▶ [ASSIGNED TASK]:
Starting at the line that contains "the locomotive cab", set down each line exactly until the records end, keeping both ends and adding nothing.

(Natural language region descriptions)
******************************
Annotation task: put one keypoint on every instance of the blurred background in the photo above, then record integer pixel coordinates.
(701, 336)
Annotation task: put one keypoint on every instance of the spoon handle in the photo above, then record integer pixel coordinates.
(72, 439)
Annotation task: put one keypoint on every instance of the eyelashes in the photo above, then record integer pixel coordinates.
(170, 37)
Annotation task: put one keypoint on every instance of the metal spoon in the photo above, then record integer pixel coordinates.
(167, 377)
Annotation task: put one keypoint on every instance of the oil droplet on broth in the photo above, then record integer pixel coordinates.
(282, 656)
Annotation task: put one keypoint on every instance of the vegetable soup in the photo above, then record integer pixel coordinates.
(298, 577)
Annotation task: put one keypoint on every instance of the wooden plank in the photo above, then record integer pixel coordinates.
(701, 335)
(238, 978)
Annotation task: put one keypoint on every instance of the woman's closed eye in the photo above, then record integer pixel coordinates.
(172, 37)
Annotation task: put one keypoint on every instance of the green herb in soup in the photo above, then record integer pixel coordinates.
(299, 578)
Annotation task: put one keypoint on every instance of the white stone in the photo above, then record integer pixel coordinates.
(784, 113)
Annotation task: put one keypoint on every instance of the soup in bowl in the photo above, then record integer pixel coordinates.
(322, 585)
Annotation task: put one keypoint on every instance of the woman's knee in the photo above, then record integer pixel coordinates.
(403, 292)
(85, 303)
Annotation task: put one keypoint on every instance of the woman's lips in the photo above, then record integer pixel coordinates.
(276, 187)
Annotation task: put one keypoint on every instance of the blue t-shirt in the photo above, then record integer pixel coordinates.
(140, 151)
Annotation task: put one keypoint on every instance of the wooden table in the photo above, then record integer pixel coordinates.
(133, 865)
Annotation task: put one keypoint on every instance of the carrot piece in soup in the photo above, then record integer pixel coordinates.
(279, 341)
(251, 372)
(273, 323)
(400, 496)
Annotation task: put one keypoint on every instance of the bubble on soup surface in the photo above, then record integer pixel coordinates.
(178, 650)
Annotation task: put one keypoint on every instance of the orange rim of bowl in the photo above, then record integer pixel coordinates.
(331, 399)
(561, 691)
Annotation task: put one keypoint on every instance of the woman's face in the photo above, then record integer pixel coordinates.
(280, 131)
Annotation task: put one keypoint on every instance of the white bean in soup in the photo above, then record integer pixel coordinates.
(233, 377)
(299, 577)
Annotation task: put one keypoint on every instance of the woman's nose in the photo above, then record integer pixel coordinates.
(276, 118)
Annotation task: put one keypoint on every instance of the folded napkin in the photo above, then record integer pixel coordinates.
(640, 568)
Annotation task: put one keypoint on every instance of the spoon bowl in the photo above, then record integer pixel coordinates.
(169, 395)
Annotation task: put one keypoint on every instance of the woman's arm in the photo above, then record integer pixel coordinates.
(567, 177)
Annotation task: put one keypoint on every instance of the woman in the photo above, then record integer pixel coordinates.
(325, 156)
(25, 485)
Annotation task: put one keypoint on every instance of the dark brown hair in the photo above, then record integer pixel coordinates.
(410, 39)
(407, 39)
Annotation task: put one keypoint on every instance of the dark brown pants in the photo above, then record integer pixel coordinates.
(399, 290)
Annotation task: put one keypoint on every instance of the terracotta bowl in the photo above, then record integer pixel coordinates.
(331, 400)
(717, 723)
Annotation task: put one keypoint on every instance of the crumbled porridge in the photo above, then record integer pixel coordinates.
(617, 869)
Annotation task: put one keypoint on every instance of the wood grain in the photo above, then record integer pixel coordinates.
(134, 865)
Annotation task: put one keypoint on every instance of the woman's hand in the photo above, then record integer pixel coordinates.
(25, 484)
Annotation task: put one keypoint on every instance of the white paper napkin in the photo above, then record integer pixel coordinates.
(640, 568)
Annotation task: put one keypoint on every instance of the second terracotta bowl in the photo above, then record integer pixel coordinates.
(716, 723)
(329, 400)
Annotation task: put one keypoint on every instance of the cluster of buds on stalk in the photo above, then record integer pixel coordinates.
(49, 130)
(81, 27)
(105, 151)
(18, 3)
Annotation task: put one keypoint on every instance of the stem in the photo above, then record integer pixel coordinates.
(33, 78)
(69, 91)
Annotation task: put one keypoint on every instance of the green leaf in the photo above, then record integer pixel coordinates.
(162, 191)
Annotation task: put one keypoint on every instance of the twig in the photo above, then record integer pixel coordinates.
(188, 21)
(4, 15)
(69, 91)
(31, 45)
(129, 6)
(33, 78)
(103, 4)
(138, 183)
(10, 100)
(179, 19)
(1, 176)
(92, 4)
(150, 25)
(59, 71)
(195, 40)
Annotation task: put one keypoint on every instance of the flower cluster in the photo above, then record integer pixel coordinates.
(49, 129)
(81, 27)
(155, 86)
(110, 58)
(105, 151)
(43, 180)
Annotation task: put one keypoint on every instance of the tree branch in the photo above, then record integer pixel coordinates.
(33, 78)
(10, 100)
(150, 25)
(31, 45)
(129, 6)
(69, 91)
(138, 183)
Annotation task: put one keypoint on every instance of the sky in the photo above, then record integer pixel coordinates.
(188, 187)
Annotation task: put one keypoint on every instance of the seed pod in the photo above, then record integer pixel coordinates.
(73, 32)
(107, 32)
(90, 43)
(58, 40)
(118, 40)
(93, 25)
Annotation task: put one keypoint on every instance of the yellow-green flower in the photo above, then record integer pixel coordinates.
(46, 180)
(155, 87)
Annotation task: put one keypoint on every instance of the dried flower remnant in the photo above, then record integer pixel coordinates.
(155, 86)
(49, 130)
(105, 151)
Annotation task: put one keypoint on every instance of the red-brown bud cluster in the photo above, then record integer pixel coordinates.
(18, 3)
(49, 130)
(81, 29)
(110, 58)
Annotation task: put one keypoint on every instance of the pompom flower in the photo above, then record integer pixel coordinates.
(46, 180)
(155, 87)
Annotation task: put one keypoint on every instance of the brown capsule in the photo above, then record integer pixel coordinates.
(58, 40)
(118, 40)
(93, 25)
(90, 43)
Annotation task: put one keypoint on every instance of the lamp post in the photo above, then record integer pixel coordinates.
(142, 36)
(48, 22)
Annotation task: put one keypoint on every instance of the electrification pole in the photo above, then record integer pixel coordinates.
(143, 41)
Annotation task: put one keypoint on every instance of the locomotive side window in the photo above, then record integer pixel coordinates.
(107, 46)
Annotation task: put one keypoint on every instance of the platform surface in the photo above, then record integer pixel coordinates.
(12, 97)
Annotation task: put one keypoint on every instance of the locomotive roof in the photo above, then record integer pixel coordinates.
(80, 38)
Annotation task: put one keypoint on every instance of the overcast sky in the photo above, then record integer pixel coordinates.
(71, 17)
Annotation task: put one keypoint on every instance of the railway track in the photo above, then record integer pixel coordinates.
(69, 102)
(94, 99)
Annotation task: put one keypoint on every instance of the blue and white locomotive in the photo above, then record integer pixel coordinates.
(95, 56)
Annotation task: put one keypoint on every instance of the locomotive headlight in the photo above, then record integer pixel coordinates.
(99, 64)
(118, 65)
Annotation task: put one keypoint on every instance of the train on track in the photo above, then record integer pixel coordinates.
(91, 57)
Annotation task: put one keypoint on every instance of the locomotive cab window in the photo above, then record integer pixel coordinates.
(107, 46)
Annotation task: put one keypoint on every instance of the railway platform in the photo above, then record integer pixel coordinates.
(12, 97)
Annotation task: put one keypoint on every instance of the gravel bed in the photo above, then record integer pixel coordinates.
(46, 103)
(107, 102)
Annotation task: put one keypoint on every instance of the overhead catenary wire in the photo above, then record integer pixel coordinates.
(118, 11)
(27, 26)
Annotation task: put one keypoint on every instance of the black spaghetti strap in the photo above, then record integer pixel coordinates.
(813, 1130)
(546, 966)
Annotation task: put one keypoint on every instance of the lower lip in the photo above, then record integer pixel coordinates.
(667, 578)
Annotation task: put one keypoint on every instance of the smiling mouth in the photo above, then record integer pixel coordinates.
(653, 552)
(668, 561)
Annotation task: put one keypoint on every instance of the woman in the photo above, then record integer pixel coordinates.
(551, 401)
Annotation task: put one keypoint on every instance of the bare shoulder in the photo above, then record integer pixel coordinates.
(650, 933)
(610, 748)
******************************
▶ [EXERCISE ANSWER]:
Annotation task: put one keypoint on every instance of the locomotive cab window in the photo above, then record integer pixel coordinates.
(107, 46)
Annotation task: put one keypoint on every instance of the railway platform in the photo above, then record integer pixel coordinates.
(12, 97)
Annotation task: put one keypoint on every instance of the gravel bed in the photo above, then record integer pixel coordinates.
(46, 103)
(107, 102)
Annotation task: put one keypoint on every instance of the overhead catenary wire in the photo above, then record integer pixel coordinates.
(118, 11)
(27, 26)
Annotation task: put one keypoint on every instance of the black spaghetti strap in the photo above, then record integer pixel coordinates.
(813, 1130)
(546, 966)
Annotation task: put one keypoint on every instance of the lower lip in the photo above, then record integer pixel coordinates.
(667, 578)
Annotation task: put one keypoint on every instance of the smiling mouth in the photo above, then record integer pixel coordinates.
(653, 552)
(668, 561)
Annotation task: put one keypoint on every instance of the woman in the photo above, then record integer pixel coordinates.
(551, 401)
Annotation task: put one keypoint on every instance of the bare shoulder in the photo above, then record integer pixel coordinates.
(650, 933)
(610, 748)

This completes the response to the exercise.